▶ _Set task_:
Starting at the line that contains "task | indicate the white glove" and ending with the final line of the rows below, present each line as an entry in a numbered list. Skip any blank lines, and omit the pictures.

▶ _Recorded information_:
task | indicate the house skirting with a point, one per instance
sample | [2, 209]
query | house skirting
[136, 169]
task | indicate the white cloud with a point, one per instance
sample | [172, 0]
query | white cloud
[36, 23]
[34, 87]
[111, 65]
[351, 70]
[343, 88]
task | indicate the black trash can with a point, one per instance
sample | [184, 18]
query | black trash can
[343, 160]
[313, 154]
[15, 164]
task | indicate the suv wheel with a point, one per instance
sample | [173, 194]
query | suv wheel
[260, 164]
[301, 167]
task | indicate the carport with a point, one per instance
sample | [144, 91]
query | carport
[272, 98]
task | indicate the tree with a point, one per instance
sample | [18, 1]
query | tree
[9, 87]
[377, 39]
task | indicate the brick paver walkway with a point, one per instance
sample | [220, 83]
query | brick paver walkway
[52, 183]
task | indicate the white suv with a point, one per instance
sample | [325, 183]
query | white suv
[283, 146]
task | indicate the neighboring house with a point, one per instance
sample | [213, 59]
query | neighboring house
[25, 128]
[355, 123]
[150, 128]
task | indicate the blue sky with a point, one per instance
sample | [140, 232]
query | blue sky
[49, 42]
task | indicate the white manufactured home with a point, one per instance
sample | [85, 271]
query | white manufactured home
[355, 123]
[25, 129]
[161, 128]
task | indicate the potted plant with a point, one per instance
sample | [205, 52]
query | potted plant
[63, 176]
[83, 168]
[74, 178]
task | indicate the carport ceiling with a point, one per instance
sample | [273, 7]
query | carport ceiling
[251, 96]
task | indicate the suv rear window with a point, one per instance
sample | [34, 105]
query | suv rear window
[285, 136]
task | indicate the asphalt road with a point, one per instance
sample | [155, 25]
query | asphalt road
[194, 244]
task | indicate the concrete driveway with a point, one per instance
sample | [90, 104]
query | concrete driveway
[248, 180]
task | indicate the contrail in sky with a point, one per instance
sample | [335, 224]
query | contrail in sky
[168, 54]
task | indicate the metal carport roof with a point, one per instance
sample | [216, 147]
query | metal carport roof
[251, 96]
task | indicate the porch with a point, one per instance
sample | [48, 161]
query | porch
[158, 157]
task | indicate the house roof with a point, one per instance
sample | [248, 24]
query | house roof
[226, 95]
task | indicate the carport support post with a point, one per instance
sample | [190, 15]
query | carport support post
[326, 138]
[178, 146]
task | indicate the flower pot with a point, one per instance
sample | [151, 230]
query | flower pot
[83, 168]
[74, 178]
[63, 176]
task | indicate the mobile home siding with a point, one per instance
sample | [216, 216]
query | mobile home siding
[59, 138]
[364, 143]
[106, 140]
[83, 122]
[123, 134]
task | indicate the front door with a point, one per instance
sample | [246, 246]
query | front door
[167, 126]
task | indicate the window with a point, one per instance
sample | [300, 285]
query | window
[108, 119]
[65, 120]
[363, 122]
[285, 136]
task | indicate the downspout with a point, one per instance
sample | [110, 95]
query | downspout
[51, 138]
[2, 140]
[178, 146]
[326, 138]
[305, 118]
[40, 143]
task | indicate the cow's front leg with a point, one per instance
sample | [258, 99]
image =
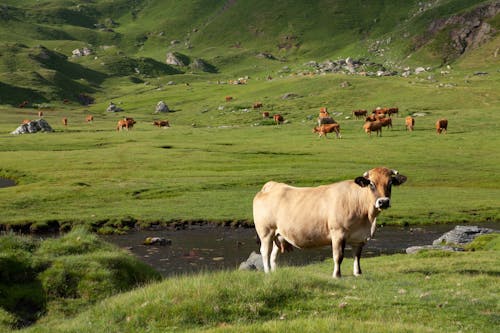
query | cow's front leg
[356, 249]
[266, 243]
[338, 245]
[274, 254]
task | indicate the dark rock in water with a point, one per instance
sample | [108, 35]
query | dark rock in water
[157, 241]
[254, 262]
[33, 126]
[416, 249]
[462, 235]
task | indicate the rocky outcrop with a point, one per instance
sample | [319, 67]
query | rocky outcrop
[468, 30]
[161, 107]
[462, 235]
[453, 240]
[174, 59]
[254, 262]
[33, 126]
[113, 108]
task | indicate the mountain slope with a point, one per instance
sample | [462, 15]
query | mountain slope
[132, 38]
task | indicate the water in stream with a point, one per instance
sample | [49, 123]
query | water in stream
[205, 248]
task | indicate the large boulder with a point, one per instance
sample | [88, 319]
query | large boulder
[254, 262]
[113, 108]
[33, 126]
[175, 60]
[453, 240]
[462, 235]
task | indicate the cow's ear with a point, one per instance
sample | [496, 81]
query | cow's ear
[398, 179]
[362, 181]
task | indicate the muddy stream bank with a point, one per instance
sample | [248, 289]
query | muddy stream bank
[208, 248]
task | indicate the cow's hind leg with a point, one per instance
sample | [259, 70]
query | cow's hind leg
[338, 246]
[266, 246]
[274, 255]
[356, 249]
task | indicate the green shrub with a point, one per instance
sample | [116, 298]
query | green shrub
[77, 241]
[489, 242]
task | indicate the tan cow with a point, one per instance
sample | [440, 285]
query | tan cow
[373, 126]
[308, 217]
[441, 126]
[322, 130]
[410, 123]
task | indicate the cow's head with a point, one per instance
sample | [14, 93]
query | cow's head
[380, 181]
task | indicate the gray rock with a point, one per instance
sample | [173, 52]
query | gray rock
[416, 249]
[113, 108]
[253, 263]
[462, 235]
[452, 240]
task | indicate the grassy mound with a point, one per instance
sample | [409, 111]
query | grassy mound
[60, 276]
[397, 293]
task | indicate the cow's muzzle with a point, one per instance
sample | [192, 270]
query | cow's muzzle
[383, 203]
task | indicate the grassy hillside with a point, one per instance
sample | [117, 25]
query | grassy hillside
[132, 38]
[428, 292]
[218, 154]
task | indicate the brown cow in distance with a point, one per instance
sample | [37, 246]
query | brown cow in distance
[126, 123]
[442, 126]
[322, 130]
[386, 122]
[409, 123]
[373, 126]
[278, 119]
[338, 214]
[161, 123]
[359, 113]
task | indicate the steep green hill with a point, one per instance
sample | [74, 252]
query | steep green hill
[131, 38]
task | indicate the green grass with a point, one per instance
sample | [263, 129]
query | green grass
[61, 276]
[217, 155]
[427, 292]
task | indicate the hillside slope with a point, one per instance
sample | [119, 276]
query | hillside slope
[132, 38]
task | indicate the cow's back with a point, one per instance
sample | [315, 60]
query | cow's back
[304, 215]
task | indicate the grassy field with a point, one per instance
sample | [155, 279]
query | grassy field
[218, 154]
[426, 292]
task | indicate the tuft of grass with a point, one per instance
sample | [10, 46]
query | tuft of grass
[61, 276]
[400, 292]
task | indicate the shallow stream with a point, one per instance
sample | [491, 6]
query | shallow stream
[207, 248]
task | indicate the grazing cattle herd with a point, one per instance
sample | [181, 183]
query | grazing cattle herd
[380, 117]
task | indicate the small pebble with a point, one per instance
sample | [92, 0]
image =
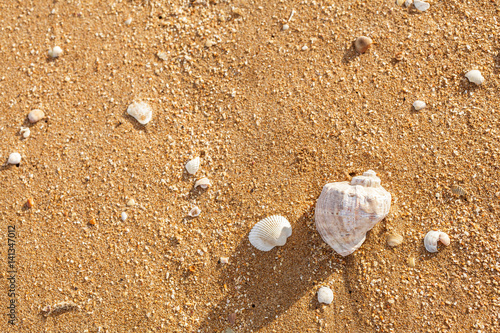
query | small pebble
[14, 158]
[30, 203]
[411, 262]
[362, 44]
[194, 212]
[325, 295]
[35, 115]
[55, 52]
[419, 105]
[394, 240]
[475, 76]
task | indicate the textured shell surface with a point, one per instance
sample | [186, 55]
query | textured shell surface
[345, 211]
[270, 232]
[141, 111]
[421, 5]
[193, 165]
[325, 295]
[475, 76]
[433, 237]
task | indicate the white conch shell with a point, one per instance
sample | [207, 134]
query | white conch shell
[346, 212]
[433, 237]
[141, 111]
[193, 165]
[325, 295]
[203, 183]
[270, 232]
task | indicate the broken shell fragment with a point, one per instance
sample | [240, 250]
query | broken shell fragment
[14, 158]
[475, 76]
[325, 295]
[203, 183]
[193, 165]
[394, 240]
[194, 212]
[35, 115]
[141, 111]
[419, 105]
[421, 6]
[362, 44]
[270, 232]
[433, 237]
[345, 211]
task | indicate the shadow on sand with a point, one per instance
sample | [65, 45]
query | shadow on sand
[260, 286]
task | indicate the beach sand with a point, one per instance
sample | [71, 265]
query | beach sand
[274, 115]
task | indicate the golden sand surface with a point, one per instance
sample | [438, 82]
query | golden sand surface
[274, 114]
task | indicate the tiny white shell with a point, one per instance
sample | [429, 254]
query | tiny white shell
[55, 52]
[325, 295]
[475, 76]
[270, 232]
[203, 183]
[35, 115]
[421, 5]
[141, 111]
[193, 165]
[419, 105]
[14, 158]
[25, 132]
[194, 212]
[433, 237]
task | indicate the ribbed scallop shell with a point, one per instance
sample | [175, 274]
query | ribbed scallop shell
[433, 237]
[345, 211]
[270, 232]
[141, 111]
[193, 165]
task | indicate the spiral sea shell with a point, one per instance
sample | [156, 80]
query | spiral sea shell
[345, 211]
[270, 232]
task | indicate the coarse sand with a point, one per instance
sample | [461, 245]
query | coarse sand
[276, 102]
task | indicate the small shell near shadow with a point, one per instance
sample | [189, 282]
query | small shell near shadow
[270, 232]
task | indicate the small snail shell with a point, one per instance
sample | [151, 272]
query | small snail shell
[362, 44]
[433, 237]
[270, 232]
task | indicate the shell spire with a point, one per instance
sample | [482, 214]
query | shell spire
[345, 211]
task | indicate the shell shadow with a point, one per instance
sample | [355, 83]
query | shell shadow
[266, 284]
[350, 54]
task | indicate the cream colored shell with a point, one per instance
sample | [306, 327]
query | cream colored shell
[345, 211]
[433, 237]
[270, 232]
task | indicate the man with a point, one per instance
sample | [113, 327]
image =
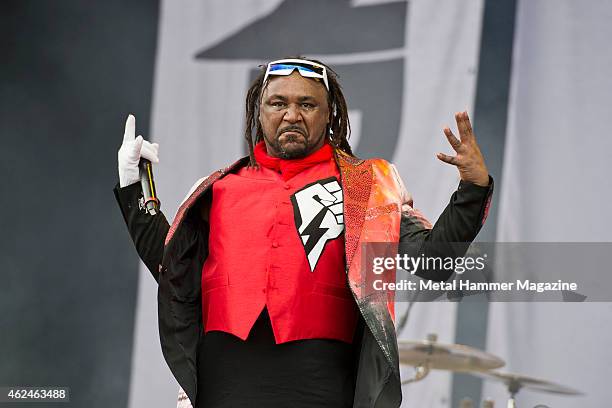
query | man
[262, 296]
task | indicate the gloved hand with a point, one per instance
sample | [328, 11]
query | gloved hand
[131, 151]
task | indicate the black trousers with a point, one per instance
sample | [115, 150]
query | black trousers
[233, 373]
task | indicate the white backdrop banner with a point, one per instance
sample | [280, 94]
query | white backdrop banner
[556, 189]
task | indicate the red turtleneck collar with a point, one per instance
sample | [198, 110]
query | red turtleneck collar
[290, 167]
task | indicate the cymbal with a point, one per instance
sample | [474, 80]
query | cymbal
[453, 357]
[515, 382]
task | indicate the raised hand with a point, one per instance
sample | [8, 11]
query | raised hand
[469, 160]
[130, 152]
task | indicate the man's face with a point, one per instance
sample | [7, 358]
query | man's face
[294, 115]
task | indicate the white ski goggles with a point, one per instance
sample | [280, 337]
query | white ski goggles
[307, 69]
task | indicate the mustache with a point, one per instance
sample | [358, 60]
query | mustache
[292, 128]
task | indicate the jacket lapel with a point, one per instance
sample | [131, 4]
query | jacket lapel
[196, 192]
[356, 180]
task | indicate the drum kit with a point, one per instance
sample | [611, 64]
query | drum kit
[429, 355]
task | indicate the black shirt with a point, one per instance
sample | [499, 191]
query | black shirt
[260, 373]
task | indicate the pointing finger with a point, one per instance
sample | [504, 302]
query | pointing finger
[130, 128]
[454, 142]
[447, 159]
[464, 126]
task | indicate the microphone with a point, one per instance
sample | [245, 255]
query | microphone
[151, 202]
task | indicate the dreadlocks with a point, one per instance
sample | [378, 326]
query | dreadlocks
[339, 127]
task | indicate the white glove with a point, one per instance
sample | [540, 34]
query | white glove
[131, 151]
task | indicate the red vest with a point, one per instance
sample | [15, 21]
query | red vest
[261, 230]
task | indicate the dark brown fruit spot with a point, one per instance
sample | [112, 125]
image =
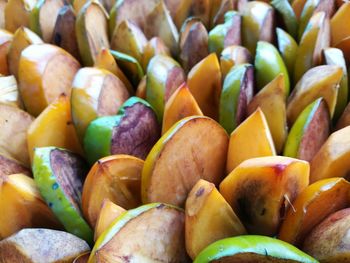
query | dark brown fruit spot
[137, 132]
[69, 170]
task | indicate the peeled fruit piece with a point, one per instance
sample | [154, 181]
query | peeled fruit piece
[41, 246]
[321, 81]
[237, 92]
[43, 17]
[22, 206]
[180, 105]
[118, 178]
[271, 100]
[208, 218]
[312, 206]
[91, 31]
[22, 38]
[252, 138]
[14, 124]
[59, 176]
[333, 232]
[332, 159]
[17, 13]
[133, 131]
[182, 156]
[108, 213]
[54, 127]
[95, 93]
[245, 249]
[268, 64]
[193, 43]
[164, 76]
[257, 25]
[41, 81]
[275, 181]
[309, 132]
[315, 38]
[150, 233]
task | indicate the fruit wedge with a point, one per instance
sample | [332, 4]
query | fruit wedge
[275, 181]
[252, 138]
[41, 81]
[150, 233]
[331, 159]
[59, 176]
[321, 81]
[22, 206]
[309, 132]
[54, 127]
[41, 245]
[247, 249]
[208, 218]
[133, 131]
[95, 93]
[118, 178]
[182, 156]
[312, 206]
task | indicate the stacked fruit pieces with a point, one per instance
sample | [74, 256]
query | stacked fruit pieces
[212, 131]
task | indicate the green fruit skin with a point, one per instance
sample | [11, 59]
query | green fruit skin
[54, 196]
[230, 95]
[252, 244]
[268, 65]
[299, 127]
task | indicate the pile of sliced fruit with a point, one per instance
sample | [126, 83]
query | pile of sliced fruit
[174, 131]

▶ _The response_:
1. task | indicate the white glove with a point, one per instance
2. sample | [540, 34]
3. query | white glove
4. [131, 151]
5. task | indicate the red vest with a point, one per instance
6. sample | [15, 21]
7. query | red vest
8. [261, 230]
9. task | indicate the dark brown fruit spot with a point, one per instance
10. sample | [112, 125]
11. image =
12. query | dark brown fruit spot
13. [137, 132]
14. [69, 170]
15. task | indicate the peeled fruit piece with a point, one per instance
16. sample | [154, 181]
17. query | peeled fruit piece
18. [41, 246]
19. [321, 81]
20. [237, 92]
21. [43, 17]
22. [22, 206]
23. [180, 105]
24. [118, 178]
25. [271, 100]
26. [208, 218]
27. [312, 206]
28. [91, 31]
29. [22, 38]
30. [252, 138]
31. [14, 124]
32. [59, 176]
33. [333, 232]
34. [332, 159]
35. [17, 13]
36. [133, 131]
37. [182, 156]
38. [108, 213]
39. [54, 127]
40. [95, 93]
41. [245, 249]
42. [268, 64]
43. [193, 43]
44. [164, 76]
45. [257, 25]
46. [41, 81]
47. [275, 181]
48. [309, 132]
49. [315, 38]
50. [150, 233]
51. task | indicate the fruit wedge with a point, one per instance
52. sample | [332, 4]
53. query | fruit wedge
54. [275, 181]
55. [252, 138]
56. [41, 81]
57. [150, 233]
58. [331, 159]
59. [59, 176]
60. [321, 81]
61. [22, 206]
62. [309, 132]
63. [54, 127]
64. [41, 245]
65. [247, 249]
66. [208, 218]
67. [133, 131]
68. [95, 93]
69. [118, 178]
70. [182, 156]
71. [312, 206]
72. task | indicate the stacked fruit pieces with a point, one per instance
73. sample | [74, 256]
74. query | stacked fruit pieces
75. [212, 131]
76. task | indicate the green fruit skin with a point, one per instance
77. sample | [11, 59]
78. query | green fruit skin
79. [54, 196]
80. [230, 95]
81. [252, 244]
82. [268, 65]
83. [299, 127]
84. task | indicate the pile of sliced fruit with a point, one per instance
85. sample | [126, 83]
86. query | pile of sliced fruit
87. [174, 131]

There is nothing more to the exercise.